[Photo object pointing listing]
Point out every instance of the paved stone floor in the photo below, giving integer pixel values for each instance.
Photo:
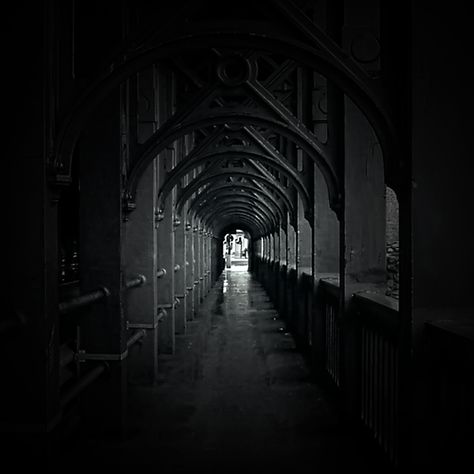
(236, 396)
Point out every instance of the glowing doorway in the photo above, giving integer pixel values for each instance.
(236, 251)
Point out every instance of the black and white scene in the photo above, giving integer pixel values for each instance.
(239, 237)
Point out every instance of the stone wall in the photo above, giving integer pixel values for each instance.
(392, 269)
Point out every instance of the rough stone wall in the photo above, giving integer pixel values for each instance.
(392, 269)
(392, 243)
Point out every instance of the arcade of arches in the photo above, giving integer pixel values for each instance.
(324, 144)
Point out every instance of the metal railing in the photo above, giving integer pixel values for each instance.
(378, 325)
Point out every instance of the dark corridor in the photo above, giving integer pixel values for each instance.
(332, 140)
(236, 395)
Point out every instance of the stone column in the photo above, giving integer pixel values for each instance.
(166, 260)
(189, 237)
(180, 278)
(140, 258)
(102, 328)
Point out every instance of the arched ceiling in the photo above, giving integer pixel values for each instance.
(254, 146)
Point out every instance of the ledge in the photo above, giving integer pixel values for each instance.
(378, 311)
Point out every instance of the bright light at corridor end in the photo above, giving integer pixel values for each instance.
(235, 250)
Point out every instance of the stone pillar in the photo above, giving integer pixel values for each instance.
(166, 260)
(435, 243)
(180, 278)
(102, 328)
(304, 243)
(326, 232)
(196, 266)
(140, 258)
(189, 238)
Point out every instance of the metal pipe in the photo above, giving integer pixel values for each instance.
(82, 383)
(83, 300)
(15, 323)
(139, 280)
(161, 314)
(66, 356)
(136, 337)
(161, 273)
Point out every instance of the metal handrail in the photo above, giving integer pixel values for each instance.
(83, 300)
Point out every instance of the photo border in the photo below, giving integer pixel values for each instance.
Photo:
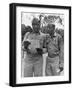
(12, 41)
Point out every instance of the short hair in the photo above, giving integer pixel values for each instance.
(51, 26)
(35, 21)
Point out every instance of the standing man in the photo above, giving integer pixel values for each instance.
(54, 48)
(33, 45)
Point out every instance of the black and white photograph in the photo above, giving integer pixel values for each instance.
(41, 44)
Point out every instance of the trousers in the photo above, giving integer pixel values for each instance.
(33, 66)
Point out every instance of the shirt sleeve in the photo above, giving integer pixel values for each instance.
(61, 54)
(25, 39)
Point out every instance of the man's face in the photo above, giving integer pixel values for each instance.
(51, 30)
(36, 27)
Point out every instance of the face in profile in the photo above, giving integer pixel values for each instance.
(51, 29)
(36, 27)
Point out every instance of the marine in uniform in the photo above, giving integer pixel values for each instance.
(33, 45)
(54, 60)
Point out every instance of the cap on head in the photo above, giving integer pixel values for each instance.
(35, 21)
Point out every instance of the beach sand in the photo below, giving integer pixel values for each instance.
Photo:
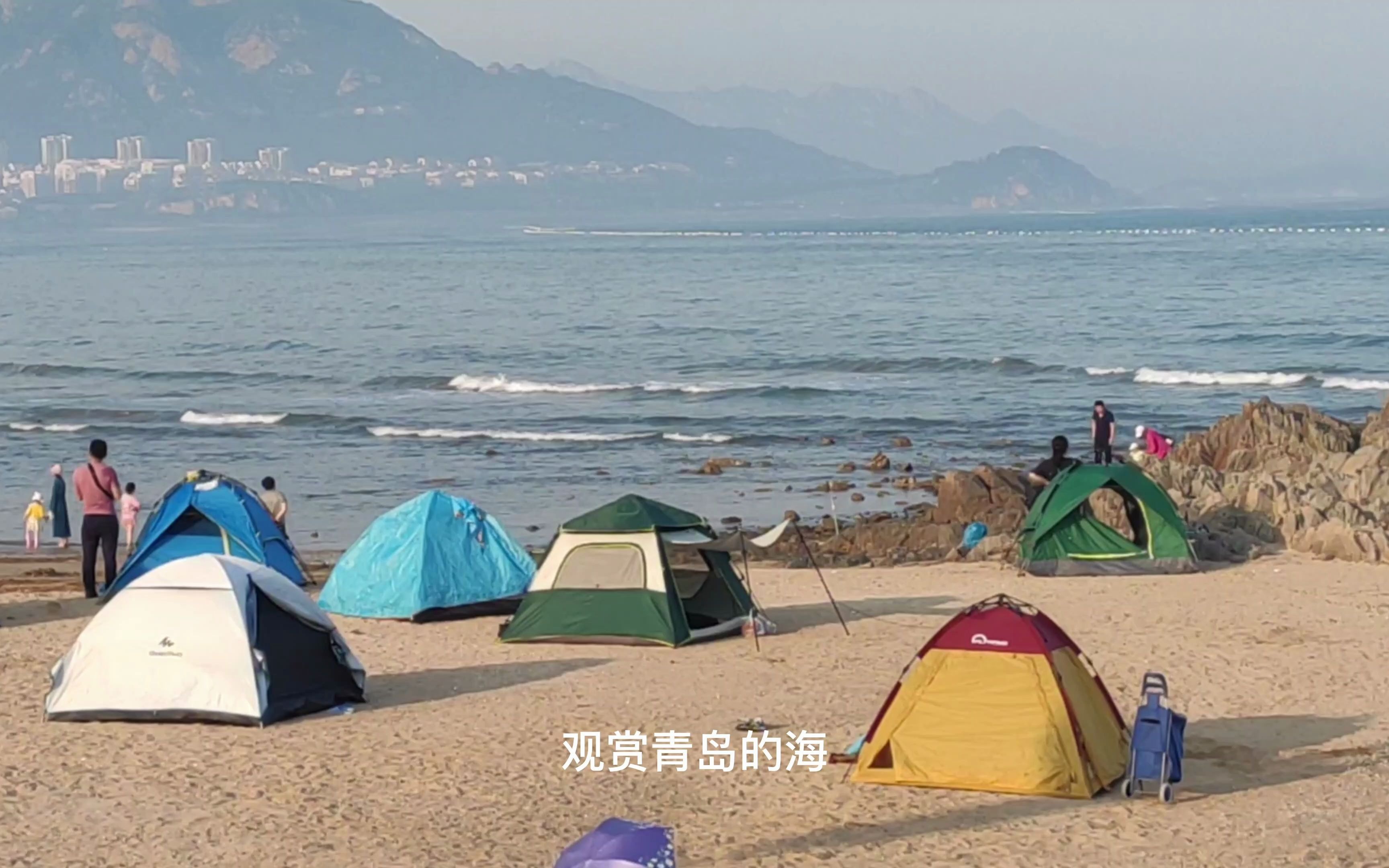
(1282, 667)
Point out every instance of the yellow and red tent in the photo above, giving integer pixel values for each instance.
(1001, 699)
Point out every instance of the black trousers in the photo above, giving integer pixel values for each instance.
(98, 531)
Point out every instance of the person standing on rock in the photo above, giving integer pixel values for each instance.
(98, 488)
(1048, 470)
(1103, 431)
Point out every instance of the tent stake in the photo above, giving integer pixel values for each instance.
(823, 582)
(748, 577)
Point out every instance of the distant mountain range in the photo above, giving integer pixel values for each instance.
(332, 80)
(903, 131)
(1021, 178)
(341, 80)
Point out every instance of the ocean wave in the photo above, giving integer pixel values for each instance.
(1220, 378)
(1106, 371)
(526, 436)
(51, 428)
(194, 417)
(917, 364)
(502, 384)
(1359, 385)
(710, 438)
(78, 371)
(538, 436)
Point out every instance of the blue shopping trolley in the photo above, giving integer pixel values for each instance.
(1156, 750)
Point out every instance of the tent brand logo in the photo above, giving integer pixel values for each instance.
(983, 639)
(164, 645)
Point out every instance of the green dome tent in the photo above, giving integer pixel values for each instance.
(609, 578)
(1063, 536)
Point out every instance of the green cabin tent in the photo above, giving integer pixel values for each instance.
(609, 578)
(1063, 536)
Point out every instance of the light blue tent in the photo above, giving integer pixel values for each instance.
(209, 514)
(430, 559)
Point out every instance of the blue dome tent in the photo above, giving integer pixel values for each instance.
(430, 559)
(210, 514)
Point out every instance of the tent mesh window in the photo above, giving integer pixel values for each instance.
(1135, 527)
(709, 602)
(603, 567)
(305, 670)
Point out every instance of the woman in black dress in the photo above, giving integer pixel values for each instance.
(59, 508)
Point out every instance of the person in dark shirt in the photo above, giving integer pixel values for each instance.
(1103, 431)
(1049, 469)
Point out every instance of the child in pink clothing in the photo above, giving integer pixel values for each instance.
(34, 518)
(130, 512)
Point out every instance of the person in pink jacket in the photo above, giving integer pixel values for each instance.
(1152, 442)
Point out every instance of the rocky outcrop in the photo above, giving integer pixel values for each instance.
(1264, 431)
(924, 534)
(1284, 477)
(1262, 481)
(1377, 430)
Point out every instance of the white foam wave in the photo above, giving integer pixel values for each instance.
(500, 384)
(30, 427)
(466, 383)
(194, 417)
(1219, 378)
(1360, 385)
(529, 436)
(710, 438)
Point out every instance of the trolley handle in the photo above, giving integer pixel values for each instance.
(1155, 682)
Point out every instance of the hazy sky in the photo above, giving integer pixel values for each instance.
(1309, 77)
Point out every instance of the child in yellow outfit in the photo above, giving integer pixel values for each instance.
(34, 518)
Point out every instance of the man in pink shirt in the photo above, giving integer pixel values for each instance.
(98, 488)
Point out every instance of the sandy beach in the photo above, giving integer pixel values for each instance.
(457, 757)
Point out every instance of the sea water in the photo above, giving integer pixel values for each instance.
(545, 370)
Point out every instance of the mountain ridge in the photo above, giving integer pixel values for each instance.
(334, 80)
(908, 131)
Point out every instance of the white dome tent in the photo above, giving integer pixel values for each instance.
(206, 638)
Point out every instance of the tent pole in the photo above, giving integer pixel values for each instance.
(748, 577)
(823, 582)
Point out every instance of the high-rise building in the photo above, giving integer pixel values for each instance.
(202, 153)
(131, 149)
(66, 178)
(274, 159)
(55, 149)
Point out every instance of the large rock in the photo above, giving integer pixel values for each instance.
(987, 493)
(1284, 477)
(1377, 430)
(1264, 432)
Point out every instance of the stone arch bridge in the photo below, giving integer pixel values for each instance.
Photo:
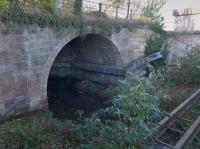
(28, 58)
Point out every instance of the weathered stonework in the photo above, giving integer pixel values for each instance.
(26, 57)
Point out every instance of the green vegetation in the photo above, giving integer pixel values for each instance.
(129, 122)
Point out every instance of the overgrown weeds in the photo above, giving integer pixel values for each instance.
(128, 122)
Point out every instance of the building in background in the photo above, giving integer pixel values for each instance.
(187, 20)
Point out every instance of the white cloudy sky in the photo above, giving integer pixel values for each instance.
(170, 5)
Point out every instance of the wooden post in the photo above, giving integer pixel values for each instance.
(117, 8)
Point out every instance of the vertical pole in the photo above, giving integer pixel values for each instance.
(117, 7)
(129, 1)
(131, 14)
(100, 7)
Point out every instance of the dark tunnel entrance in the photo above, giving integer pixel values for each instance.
(78, 77)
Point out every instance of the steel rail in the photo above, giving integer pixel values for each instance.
(175, 115)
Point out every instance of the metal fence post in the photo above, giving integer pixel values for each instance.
(131, 14)
(117, 8)
(129, 2)
(100, 7)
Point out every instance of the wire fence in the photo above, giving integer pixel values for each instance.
(89, 7)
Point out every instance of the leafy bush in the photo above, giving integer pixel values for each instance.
(128, 122)
(189, 72)
(4, 4)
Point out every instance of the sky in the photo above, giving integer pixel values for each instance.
(170, 5)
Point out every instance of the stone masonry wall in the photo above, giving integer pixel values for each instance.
(26, 57)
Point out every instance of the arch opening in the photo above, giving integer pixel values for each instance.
(83, 68)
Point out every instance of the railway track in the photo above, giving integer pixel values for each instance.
(181, 126)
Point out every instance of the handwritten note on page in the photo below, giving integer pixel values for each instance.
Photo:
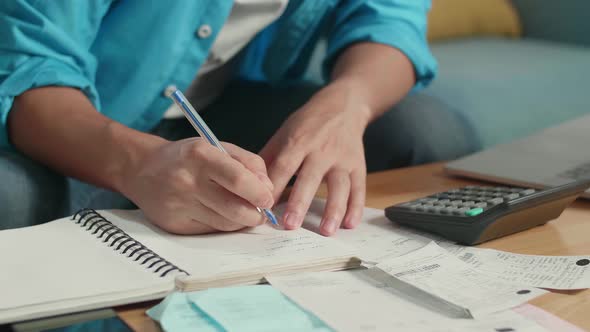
(438, 272)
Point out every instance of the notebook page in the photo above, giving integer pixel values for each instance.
(60, 260)
(247, 251)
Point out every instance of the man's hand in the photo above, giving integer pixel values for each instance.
(190, 187)
(322, 141)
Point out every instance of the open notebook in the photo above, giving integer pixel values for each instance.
(116, 257)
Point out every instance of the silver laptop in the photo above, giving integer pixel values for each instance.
(549, 158)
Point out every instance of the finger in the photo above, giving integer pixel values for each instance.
(270, 150)
(338, 182)
(208, 217)
(282, 170)
(235, 177)
(231, 207)
(187, 226)
(252, 161)
(356, 201)
(308, 180)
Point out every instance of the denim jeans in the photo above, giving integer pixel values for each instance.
(418, 130)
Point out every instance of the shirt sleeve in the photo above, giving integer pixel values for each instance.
(397, 23)
(46, 43)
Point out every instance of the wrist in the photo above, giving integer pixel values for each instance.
(131, 148)
(354, 91)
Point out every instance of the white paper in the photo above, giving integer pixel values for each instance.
(221, 254)
(554, 272)
(355, 301)
(438, 272)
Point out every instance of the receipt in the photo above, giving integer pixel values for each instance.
(555, 272)
(439, 273)
(363, 301)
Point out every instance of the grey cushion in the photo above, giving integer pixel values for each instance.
(511, 88)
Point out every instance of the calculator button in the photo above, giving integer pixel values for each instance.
(497, 200)
(460, 211)
(473, 212)
(512, 196)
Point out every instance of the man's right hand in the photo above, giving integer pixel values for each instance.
(191, 187)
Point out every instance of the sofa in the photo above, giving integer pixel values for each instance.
(511, 87)
(509, 67)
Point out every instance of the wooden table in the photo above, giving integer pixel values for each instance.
(568, 235)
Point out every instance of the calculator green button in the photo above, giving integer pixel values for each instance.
(474, 212)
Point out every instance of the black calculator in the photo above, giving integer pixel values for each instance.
(476, 214)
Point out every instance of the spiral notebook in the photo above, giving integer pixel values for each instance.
(107, 258)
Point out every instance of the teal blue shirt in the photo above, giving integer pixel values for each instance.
(123, 54)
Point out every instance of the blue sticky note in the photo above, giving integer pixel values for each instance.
(255, 308)
(177, 313)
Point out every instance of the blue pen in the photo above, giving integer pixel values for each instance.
(201, 127)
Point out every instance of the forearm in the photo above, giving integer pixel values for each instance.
(60, 128)
(378, 74)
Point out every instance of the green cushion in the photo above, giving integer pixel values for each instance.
(511, 88)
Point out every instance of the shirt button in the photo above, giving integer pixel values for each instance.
(169, 90)
(204, 31)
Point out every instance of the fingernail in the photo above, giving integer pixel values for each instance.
(351, 222)
(291, 220)
(268, 203)
(264, 178)
(330, 226)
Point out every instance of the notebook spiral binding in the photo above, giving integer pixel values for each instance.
(93, 222)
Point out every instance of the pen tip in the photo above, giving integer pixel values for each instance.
(271, 217)
(170, 90)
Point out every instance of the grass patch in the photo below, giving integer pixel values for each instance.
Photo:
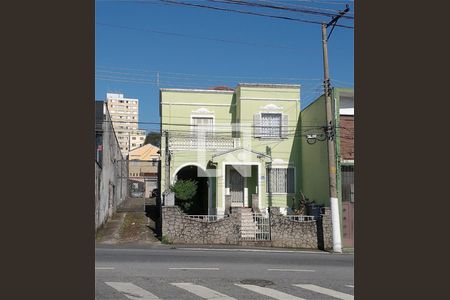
(133, 226)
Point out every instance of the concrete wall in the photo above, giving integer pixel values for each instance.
(178, 228)
(347, 137)
(314, 179)
(111, 189)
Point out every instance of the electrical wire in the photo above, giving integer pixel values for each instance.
(179, 3)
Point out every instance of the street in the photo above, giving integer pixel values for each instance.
(165, 272)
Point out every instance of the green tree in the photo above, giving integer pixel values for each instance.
(153, 138)
(185, 191)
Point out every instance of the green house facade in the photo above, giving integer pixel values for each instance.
(240, 145)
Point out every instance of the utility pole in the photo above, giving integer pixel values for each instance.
(167, 162)
(330, 130)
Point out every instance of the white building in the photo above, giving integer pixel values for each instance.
(125, 116)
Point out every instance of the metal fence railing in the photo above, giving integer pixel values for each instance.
(206, 218)
(300, 218)
(255, 227)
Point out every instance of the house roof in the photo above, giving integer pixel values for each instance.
(270, 85)
(146, 152)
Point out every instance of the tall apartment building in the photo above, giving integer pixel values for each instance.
(125, 116)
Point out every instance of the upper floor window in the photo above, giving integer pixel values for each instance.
(270, 125)
(203, 125)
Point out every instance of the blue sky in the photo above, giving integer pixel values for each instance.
(137, 40)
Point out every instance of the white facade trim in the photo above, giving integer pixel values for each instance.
(347, 161)
(197, 91)
(197, 104)
(269, 99)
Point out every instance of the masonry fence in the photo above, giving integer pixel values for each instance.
(280, 231)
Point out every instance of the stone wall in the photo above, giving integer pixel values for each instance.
(178, 228)
(292, 234)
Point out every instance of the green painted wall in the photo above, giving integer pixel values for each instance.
(176, 107)
(314, 158)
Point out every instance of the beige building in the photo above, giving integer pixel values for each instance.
(125, 116)
(143, 169)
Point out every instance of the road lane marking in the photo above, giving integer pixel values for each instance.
(202, 291)
(132, 291)
(290, 270)
(253, 250)
(269, 292)
(207, 269)
(322, 290)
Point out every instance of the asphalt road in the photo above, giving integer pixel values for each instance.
(159, 272)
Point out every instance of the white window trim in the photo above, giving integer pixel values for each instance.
(204, 116)
(281, 126)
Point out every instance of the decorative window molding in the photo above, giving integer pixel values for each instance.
(280, 180)
(271, 125)
(202, 110)
(272, 107)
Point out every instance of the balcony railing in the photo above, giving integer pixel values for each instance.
(210, 143)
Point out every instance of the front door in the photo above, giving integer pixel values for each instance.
(236, 188)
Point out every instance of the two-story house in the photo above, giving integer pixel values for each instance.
(240, 145)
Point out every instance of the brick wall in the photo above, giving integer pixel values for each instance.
(347, 137)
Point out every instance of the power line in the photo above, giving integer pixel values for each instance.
(246, 12)
(278, 7)
(199, 37)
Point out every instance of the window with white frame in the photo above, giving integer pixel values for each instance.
(280, 180)
(202, 125)
(270, 125)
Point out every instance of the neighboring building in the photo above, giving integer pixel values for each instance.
(110, 170)
(143, 166)
(125, 116)
(240, 145)
(315, 177)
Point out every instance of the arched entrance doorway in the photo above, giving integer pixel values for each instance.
(200, 202)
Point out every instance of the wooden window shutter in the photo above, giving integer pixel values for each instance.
(257, 125)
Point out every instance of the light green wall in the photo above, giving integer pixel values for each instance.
(314, 158)
(177, 107)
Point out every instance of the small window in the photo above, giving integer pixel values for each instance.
(280, 180)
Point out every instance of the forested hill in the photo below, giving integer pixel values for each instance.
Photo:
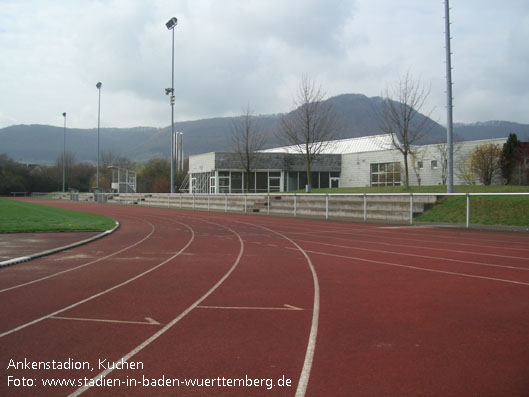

YOUR OBJECTIVE | Show each line of the listing above that contains the word "wooden", with case counting toward a match.

RIGHT ANSWER |
Point out every instance of the wooden post in the photo above, giving integer pixel values for each instance.
Point out every instance of the wooden table in the photo above, giving integer pixel values for each instance.
Point out every instance of the wooden window shutter in the photo above, giving integer pixel values for each instance.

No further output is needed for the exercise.